** THE DATA **

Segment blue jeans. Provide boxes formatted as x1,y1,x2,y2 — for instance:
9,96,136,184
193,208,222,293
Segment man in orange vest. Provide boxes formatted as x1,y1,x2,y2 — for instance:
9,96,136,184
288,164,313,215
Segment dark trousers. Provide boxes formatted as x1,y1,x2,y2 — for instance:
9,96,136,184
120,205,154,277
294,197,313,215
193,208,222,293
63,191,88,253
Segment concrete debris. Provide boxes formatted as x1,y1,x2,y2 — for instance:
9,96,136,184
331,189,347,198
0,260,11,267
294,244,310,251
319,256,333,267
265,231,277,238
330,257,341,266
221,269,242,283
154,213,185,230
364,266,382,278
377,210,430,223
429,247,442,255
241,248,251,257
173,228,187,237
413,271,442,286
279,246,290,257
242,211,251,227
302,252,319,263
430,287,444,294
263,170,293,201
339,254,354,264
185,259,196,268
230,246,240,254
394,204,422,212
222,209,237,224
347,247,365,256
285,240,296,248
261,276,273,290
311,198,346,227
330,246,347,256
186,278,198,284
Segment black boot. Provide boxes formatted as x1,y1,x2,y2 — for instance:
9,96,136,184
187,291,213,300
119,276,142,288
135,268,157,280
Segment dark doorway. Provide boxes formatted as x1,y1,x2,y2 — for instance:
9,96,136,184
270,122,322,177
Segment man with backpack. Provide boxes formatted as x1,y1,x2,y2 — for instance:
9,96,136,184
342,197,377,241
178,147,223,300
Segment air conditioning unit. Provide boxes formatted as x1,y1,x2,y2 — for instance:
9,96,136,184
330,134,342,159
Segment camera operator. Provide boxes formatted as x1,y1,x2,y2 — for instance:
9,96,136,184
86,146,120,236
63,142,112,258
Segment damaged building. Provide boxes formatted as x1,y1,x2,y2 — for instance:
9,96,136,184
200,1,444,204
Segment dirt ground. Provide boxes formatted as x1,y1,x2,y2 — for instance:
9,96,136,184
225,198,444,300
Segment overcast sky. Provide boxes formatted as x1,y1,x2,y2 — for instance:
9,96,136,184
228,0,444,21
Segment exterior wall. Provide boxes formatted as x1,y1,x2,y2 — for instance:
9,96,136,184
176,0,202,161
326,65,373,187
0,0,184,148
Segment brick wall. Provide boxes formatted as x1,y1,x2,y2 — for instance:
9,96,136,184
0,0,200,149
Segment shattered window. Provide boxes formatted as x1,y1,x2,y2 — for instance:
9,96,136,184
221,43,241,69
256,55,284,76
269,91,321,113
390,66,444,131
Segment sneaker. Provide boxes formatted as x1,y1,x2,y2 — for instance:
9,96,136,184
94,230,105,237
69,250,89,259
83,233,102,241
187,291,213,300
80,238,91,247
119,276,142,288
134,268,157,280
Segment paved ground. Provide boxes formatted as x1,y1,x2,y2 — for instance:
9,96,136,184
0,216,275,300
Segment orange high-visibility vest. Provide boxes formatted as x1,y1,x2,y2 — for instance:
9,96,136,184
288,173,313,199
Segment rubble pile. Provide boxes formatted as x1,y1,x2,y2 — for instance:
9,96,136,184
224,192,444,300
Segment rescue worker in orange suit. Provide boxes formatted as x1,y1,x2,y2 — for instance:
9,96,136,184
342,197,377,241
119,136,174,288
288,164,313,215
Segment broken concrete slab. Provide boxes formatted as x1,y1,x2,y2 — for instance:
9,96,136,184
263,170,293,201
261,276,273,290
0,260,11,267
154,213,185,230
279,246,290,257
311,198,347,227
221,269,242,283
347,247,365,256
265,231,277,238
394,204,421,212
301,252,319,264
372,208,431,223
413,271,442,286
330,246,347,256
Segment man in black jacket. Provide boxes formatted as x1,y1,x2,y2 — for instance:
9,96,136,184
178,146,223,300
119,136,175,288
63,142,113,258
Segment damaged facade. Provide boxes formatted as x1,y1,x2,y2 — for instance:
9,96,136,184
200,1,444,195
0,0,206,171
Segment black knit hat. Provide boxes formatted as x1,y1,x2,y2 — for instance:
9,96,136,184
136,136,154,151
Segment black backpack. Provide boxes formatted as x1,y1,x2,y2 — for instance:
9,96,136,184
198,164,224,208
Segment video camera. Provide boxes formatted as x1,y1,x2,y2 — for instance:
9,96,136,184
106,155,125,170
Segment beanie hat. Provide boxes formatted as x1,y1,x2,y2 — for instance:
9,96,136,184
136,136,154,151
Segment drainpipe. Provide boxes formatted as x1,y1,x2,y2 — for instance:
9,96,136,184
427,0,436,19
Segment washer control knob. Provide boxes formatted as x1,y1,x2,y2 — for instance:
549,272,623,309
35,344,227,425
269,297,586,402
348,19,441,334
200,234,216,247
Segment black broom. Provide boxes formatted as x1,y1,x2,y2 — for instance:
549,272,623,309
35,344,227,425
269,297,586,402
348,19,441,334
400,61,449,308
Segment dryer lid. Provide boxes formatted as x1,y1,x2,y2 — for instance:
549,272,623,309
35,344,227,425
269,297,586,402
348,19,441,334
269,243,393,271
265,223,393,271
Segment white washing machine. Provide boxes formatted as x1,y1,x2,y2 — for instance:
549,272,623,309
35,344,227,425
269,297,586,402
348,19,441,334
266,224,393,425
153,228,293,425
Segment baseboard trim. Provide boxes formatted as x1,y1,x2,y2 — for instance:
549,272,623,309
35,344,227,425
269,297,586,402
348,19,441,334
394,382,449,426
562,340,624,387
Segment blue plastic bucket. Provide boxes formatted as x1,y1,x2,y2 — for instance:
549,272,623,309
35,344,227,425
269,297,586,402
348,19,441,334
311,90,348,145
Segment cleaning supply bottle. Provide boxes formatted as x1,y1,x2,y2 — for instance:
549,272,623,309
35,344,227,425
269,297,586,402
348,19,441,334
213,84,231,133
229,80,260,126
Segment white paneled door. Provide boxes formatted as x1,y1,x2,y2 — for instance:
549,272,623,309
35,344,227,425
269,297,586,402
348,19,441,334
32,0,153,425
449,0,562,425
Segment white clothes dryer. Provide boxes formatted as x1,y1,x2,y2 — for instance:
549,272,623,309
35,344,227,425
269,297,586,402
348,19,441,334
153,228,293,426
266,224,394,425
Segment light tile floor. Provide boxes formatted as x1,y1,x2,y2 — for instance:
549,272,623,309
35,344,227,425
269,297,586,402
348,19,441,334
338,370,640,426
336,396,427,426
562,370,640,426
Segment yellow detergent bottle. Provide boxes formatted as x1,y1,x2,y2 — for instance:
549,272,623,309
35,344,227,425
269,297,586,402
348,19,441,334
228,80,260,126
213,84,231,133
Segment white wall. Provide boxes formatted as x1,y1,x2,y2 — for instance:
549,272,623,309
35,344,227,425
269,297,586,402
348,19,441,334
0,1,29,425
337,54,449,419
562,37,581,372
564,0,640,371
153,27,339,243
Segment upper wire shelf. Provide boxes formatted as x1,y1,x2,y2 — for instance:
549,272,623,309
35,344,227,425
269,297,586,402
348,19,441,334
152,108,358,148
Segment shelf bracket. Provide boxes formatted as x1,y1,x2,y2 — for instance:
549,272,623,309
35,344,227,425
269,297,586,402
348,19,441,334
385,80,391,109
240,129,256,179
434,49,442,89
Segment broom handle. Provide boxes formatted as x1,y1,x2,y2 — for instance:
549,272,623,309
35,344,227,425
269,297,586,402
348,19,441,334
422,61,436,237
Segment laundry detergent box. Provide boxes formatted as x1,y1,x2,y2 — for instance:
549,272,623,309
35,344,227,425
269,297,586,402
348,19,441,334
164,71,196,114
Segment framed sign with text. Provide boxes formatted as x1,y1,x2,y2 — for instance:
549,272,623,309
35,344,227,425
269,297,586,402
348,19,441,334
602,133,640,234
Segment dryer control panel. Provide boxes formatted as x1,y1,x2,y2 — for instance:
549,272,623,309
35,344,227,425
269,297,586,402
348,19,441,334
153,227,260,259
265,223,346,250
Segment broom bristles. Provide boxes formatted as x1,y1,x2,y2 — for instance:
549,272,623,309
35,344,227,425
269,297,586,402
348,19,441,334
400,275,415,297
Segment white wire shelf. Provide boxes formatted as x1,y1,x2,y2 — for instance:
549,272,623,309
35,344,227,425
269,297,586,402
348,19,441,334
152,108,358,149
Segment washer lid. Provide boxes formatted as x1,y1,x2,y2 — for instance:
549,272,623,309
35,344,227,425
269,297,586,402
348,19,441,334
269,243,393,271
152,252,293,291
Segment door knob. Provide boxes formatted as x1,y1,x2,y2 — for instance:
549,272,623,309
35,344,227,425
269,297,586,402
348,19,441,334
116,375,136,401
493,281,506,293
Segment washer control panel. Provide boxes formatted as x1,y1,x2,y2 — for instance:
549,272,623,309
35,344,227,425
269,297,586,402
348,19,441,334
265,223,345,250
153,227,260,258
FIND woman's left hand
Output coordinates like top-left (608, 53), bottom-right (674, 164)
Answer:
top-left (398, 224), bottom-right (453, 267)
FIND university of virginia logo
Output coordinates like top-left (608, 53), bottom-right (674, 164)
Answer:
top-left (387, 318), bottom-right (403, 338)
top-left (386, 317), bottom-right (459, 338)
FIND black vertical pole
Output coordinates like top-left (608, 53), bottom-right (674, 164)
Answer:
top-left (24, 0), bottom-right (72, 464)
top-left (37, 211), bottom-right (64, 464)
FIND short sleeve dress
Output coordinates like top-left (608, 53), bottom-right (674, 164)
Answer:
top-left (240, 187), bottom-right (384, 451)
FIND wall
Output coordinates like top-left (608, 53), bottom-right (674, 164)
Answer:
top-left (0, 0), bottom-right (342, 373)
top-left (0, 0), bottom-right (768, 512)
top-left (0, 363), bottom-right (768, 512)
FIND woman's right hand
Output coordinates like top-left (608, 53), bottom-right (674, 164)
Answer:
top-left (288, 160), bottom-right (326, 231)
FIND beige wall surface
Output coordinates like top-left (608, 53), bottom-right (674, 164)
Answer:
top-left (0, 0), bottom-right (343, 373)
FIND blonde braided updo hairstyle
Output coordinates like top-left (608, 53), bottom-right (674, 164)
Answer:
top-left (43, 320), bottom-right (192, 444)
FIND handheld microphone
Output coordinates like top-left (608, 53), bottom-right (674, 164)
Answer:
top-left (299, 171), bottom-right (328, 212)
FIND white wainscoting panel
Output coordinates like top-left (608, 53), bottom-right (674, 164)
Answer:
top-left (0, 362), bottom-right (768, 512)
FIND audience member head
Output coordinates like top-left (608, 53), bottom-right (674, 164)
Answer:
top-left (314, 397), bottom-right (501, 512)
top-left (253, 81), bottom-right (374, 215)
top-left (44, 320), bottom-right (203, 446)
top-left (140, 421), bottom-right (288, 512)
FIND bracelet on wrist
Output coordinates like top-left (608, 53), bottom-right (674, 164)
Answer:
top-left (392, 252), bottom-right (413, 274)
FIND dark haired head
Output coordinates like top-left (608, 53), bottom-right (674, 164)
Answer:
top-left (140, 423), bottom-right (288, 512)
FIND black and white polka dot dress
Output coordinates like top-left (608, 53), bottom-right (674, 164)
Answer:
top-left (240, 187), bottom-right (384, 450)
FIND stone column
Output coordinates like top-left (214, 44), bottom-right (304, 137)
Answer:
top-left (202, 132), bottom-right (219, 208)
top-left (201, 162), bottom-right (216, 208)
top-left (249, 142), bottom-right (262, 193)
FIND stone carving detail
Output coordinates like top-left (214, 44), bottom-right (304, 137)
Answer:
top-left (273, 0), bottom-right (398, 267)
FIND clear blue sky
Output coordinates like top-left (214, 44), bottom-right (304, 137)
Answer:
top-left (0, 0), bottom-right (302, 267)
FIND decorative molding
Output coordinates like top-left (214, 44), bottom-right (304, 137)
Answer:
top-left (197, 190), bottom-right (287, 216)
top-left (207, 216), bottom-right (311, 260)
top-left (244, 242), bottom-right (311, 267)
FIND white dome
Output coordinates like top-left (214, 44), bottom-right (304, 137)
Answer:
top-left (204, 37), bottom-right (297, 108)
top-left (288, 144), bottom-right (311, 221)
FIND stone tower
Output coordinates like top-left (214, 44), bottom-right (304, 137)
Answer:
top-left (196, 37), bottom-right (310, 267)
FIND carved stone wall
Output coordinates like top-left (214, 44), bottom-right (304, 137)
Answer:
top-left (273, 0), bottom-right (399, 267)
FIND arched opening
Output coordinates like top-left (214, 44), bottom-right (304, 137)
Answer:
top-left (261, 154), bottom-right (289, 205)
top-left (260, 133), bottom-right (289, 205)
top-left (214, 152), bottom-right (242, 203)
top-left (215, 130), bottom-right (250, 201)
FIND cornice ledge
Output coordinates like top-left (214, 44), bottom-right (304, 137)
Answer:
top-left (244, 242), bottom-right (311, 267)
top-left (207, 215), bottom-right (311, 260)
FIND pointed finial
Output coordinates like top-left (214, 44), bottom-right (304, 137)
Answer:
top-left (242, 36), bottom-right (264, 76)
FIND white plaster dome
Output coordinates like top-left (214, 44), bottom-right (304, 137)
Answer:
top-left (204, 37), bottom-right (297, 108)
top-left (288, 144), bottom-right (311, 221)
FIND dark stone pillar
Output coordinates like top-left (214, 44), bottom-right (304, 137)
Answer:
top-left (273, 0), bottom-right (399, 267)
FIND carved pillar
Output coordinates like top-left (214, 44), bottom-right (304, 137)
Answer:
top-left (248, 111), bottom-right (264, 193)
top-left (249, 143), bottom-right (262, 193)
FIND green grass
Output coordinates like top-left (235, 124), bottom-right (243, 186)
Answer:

** DO THIS **
State how many lines in the rows above contain the word "ground". Give only the number.

** REPLY TO THE TASK **
2